A rat is part of a remarkable story. Its spine was severed but the rat later walked again. That was in 1995, a significant achievement in tissue engineering.
That field of research all started with the heartfelt determination of Omaha native, Dr. Joseph Vacanti.
As a pediatric surgeon at Massachusetts General Hospital in Boston, too many of his young patients in need of a transplant were suffering or dying because of a shortage of organs.
"So I said there must be a better way to do this," Dr. Vacanti tells us. "And the obvious answer is, if you can't wait for something, then why don't you just build it."
That was in 1984 and Dr. Vacanti has been working on building vital organs ever since.
Along the way his brothers, all doctors, joined him in Boston and have contributed to the research. The ultimate goal is to build vital organs in the lab, using the patients own cells.
Dr. Vacanti says, "Generally we build living tissue like we build a building. So we create the scaffold but instead of having bricks on the scaffold, think of the bricks as being smart and being living. And that's really how we do it because the bricks are living cells."
The idea is to use that "scaffolding" in such a way that cells form to it and within it to regenerate parts of the body.
"We're still in animals but very close to trying this in humans," Dr. Vacanti says. This is the advanced state of 20 years of work."
Building a vital organ in the lab is much more complex. Blood has to flow to each cell for nourishment.
Our vital organs have thousands of channels in place for that blood to flow and that system has to be duplicated in the lab. A silicon wafer appears to be the answer.
Dr. Vacanti says, "It's made for the computer industry for computer chips but what you see here is instead of an electrical circuit on a computer chip, this is a vascular circuit of channels so that we can actually flow blood through this. And by designing this in the exact same way that nature does, we now have an ability to build something as large as a liver or a kidney and that is a huge breakthrough. So, the landscaping has changed but it was a very radical notion when we began."
A stack of 10 vascular channels on one of those silicon wafers is about the width of a credit card. Replicating that will eventually create the vast network necessary for a vital organ.
Dr. Vacanti has worked with Robert Langer of the Massachusetts Institute of Technology to engineer all the new technology.
Joseph Vacanti's brother Charles has been in Mexico doing research on dogs with spinal injuries. It's based on the research that allowed that rat to walk after the spine injury. The results are expected in the spring.
Dr. Martin Vacanti is the one who discovered the cells that were used in the experiment with the rat. He was the first in the world to isolate that cell. It's like a stem cell but more hardy.

• _Records shown_:
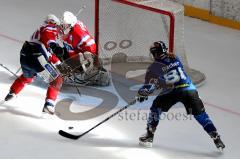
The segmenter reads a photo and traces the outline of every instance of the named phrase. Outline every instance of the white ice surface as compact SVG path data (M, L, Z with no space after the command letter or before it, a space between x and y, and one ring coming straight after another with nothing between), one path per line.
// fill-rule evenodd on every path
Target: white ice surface
M46 0L34 3L30 0L0 2L0 63L11 70L18 69L22 41L28 39L41 23L42 17L49 12L60 15L70 8L77 12L81 5L77 0L60 0L49 5L44 2ZM171 116L169 120L162 120L156 132L154 148L140 148L138 137L145 131L145 115L148 112L141 109L140 105L123 112L77 141L62 138L57 134L59 129L67 130L73 126L74 129L70 131L84 132L113 111L86 121L41 117L45 89L33 84L27 86L13 101L0 106L0 158L239 159L239 42L238 30L185 18L188 61L192 68L204 72L207 77L199 93L226 144L224 153L217 151L211 139L190 117L184 121L171 120ZM13 82L10 76L0 68L0 99L5 97ZM60 94L60 98L64 96ZM87 100L94 99L88 97L85 100L88 103ZM100 102L100 99L95 100ZM84 103L84 99L81 102ZM119 106L124 104L119 102ZM87 106L82 109L87 109ZM172 114L178 112L184 114L185 111L182 107L170 111Z

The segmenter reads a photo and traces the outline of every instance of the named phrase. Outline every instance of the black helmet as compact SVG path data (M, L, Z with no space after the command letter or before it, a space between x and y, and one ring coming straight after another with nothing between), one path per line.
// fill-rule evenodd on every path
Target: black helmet
M168 48L166 47L165 43L162 41L156 41L150 47L150 52L153 56L155 56L155 54L166 54L167 50Z

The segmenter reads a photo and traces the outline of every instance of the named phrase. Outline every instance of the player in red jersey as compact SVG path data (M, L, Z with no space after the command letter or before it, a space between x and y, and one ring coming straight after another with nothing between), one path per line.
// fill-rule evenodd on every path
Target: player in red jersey
M83 22L69 12L63 13L61 28L63 30L63 45L67 54L64 59L79 56L82 67L75 82L93 85L109 85L108 72L99 63L97 45ZM72 81L72 80L71 80Z
M5 101L17 95L26 84L33 81L36 75L49 83L43 112L54 114L54 105L63 79L55 68L60 64L56 56L62 48L57 44L60 29L60 20L53 14L49 14L42 26L25 41L20 51L20 63L23 74L12 84Z

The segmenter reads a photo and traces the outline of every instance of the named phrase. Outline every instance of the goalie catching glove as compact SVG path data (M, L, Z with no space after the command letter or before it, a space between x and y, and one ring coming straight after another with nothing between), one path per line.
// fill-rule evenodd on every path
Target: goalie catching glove
M156 89L154 84L144 84L139 90L137 94L137 101L140 103L148 100L148 96L154 92Z

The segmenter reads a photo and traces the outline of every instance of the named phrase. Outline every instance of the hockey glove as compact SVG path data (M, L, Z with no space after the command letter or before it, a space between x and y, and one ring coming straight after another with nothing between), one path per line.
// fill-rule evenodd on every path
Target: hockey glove
M60 65L57 65L56 67L63 77L64 76L71 76L72 69L67 64L61 63Z
M52 52L62 61L65 49L53 42L49 44L49 47L52 49Z
M145 84L139 90L137 94L137 100L141 103L148 100L148 96L156 89L154 84Z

• _Exercise details_: Sum up the article on Dr. Joseph Vacanti's tissue engineering work in three sentences.

• _Expected answer_: Dr. Joseph Vacanti, an Omaha native and pediatric surgeon at Massachusetts General Hospital in Boston, began working in 1984 on building vital organs because a shortage of organs left too many of his young patients needing transplants suffering or dying. His method places living cells on a scaffold so that they regenerate parts of the body, and silicon wafers bearing channels through which blood can flow now give the ability to build something as large as a liver or a kidney. His brothers, all doctors, have contributed to the research: Martin discovered the cells used when a rat with a severed spine walked again in 1995, and Charles has been researching dogs with spinal injuries in Mexico.